# [Requirements]
a) Answer these about the data extraction tool description below, one answer per line:
(i) Where is the extracted data stored?
(ii) Which tool is listed as the PDF data extraction enterprise tool?
(iii) Which service is used for backend deployment?
b) From the "Technologies Used" list in the data extraction tool description below, name every tool described as a data extraction tool.
c) According to the data extraction tool description below, why does the implementation combine open-source libraries, enterprise tools and document-linguistic approaches? Answer in one to three sentences.

# [Excerpt provided]
#####
Web & PDF Data Extraction Tool

The project focuses on developing an application with Streamlit for the user interface and FastAPI for API endpoints, utilizing a Python backend. It processes website URLs and PDF files to extract structured data, including text, images, and tables, using various parsing techniques. The extracted data is securely stored in an AWS S3 bucket and rendered in the Streamlit UI using a markdown-standardized format for consistency. The implementation integrates open-source libraries and enterprise tools, alongside document-linguistic approaches, to evaluate tool compatibility and performance. This prototype serves as a scalable framework for testing and validating data extraction capabilities across diverse input formats.

Team Members

Vedant Mane
Abhinav Gangurde
Yohan Markose

Attestation:

WE ATTEST THAT WE HAVEN’T USED ANY OTHER STUDENTS’ WORK IN OUR ASSIGNMENT AND ABIDE BY THE POLICIES LISTED IN THE STUDENT HANDBOOK

Resources

Application: Streamlit Deployment

Backend API: Google Cloud Run

Google Codelab: Codelab

Google Docs: Project Document

Video Walkthrough: Video

Technologies Used

Streamlit: Frontend Framework
FastAPI: API Framework
Google Cloud Run: Backend Deployment
AWS S3: External Cloud Storage
Scrapy: Website Data Extraction Open Source Tool
PyMuPDF: PDF Data Extraction Open Source Tool
Diffbot: Website Data Extraction Enterprise Tool
Microsoft Document Intelligence: PDF Data Extraction Enterprise Tool
Docling: Document Data Extraction Tool

Application Workflow Diagram

Workflow

User submits a request via the Streamlit UI.
Frontend forwards the request to the respective API:
- Web Processing API for URLs.
- PDF Processing API for document uploads.
Backend processes the request using appropriate tools.
Processed data is stored in Amazon S3.
The user receives extracted content back in the UI.
#####
# [Material]
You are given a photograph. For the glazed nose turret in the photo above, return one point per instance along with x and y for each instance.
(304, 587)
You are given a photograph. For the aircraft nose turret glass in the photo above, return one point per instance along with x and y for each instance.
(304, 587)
#####
# [Solution list]
a)
(i) In an AWS S3 bucket.
(ii) Microsoft Document Intelligence.
(iii) Google Cloud Run.

b)
- Scrapy
- PyMuPDF
- Diffbot
- Microsoft Document Intelligence
- Docling

c) The implementation combines these approaches to evaluate tool compatibility and performance.